READING TEXT ▸
----

Celia Luna should have been in Mexico visiting her son and granddaughter by now.
“Instead we’re planning her funeral,” Sheyla Padilla said through tears. “I knew the day would eventually come that I’d have to plan my mom’s funeral, but not for these reasons. She was only 55 years old.”
Two days before the trip, the mother of three was gunned down by two men in their late teens or early 20s while opening the central valley check-cashing business for which she had worked for more than three years.
“We’re from a border town in Mexico, so my mom was always trying to get down there whenever she could,” Padilla said. “She was so excited to spend time with my brother and niece.”
The night before she was killed, Luna spent at least an hour on the phone with her son and granddaughter. They were planning their weekend together.
“Grandma will see you so soon,” she said before hanging up.
Three families destroyed
At about 9:15 a.m. Thursday, Luna called 911 and told a dispatcher she had been shot in the chest. By the time Metropolitan Police Department officers arrived at Checks Cashed, 1411 N. Jones Blvd., the two suspects were gone. Police said the attack may have been an attempted robbery.
In the days following the attack, Metro homicide detectives could not confirm whether the shooting was an isolated incident.
Padilla told the Las Vegas Review-Journal that her mother never felt threatened or scared at work.
“She was firm at times, but always respectful and very understanding of her customers’ situations,” Padilla said. “So the question now is why? It was just so senseless.”
As of Sunday, police had not identified Luna’s killers. But in the end, Padilla said, three families will have been destroyed.
“They stole our light, kindness and laughter. But it’s not just my family who lost someone,” she said in a raised voice. “The killers’ families will be broken, too. And for what? For money? Was it worth it?”
Hug your loved ones
Outside of work, Luna was loud, lively, happy and outgoing. She loved taking photos and hosting family gatherings. Most of all, Padilla said her mom loved dancing.

----

INFORMATION SHOWN ▸
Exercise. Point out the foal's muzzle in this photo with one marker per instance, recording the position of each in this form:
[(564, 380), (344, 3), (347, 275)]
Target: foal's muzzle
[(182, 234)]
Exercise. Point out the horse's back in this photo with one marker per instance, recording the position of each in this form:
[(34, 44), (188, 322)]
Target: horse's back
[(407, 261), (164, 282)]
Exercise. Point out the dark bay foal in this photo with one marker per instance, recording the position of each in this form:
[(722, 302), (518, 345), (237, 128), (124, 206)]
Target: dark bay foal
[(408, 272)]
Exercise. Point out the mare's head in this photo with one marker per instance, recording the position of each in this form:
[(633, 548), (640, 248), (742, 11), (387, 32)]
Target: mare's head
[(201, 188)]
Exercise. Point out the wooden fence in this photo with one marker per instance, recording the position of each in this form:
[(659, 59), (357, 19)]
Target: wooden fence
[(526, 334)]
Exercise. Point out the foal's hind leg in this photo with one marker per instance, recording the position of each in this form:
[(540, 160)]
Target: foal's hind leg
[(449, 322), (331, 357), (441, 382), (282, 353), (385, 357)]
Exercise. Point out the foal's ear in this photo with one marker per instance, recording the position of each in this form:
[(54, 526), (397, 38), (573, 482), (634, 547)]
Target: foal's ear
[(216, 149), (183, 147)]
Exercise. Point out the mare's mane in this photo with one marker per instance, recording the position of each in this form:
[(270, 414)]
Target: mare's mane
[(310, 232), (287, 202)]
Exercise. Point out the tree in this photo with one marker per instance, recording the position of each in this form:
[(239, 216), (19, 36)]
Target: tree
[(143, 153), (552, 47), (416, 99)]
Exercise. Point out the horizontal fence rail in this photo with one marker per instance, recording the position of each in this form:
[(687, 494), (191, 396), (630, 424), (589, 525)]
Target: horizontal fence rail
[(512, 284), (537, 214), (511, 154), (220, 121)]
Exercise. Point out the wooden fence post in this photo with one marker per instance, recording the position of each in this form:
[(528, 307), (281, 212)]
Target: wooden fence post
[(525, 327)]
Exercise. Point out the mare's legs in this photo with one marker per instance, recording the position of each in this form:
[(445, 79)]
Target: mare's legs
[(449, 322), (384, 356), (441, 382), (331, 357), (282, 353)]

----

ACTIVITY LIST ▸
a: In the article about Celia Luna, how long had Luna worked at the check-cashing business where she was shot?
b: Write the next part of the article about Celia Luna, starting after its final sentence.

RESULTS ▸
a: More than three years.

b:
“She was young at heart and could shut down any dance floor,” Padilla said, laughing. “It was a running joke that I was more like the mom and she was the daughter. She was just so much fun.”
Padilla said she couldn’t think of a single person who didn’t like her mom, whom family and friends often described as the life of the party.
Crying again, Padilla said, “She could win anyone over with that big heart of hers.”
Her kind personality came with an infectiously positive outlook on life, her family said.
“If she were here today, I know exactly what she would tell me and my brothers,” Padilla said. “She would tell us to hug your loved ones, to tell them you love them, to do what you love and nothing less.”
Luna’s family has created a GoFundMe to assist with her funeral costs. Besides Padilla, Luna leaves behind her two sons, Carlos Perez and Isao Felix, her three grandchildren, her brothers and sisters, and a “never-ending amount of friends who have turned into family,” Padilla said.
People with information on the shooting may call Metro’s homicide section at 702-828-3521 or Crime Stoppers at 702-385-5555.
Luna’s official cause and manner of death is pending with the Clark County coroner’s office. Her killing marked the fourth homicide Metro has investigated this year.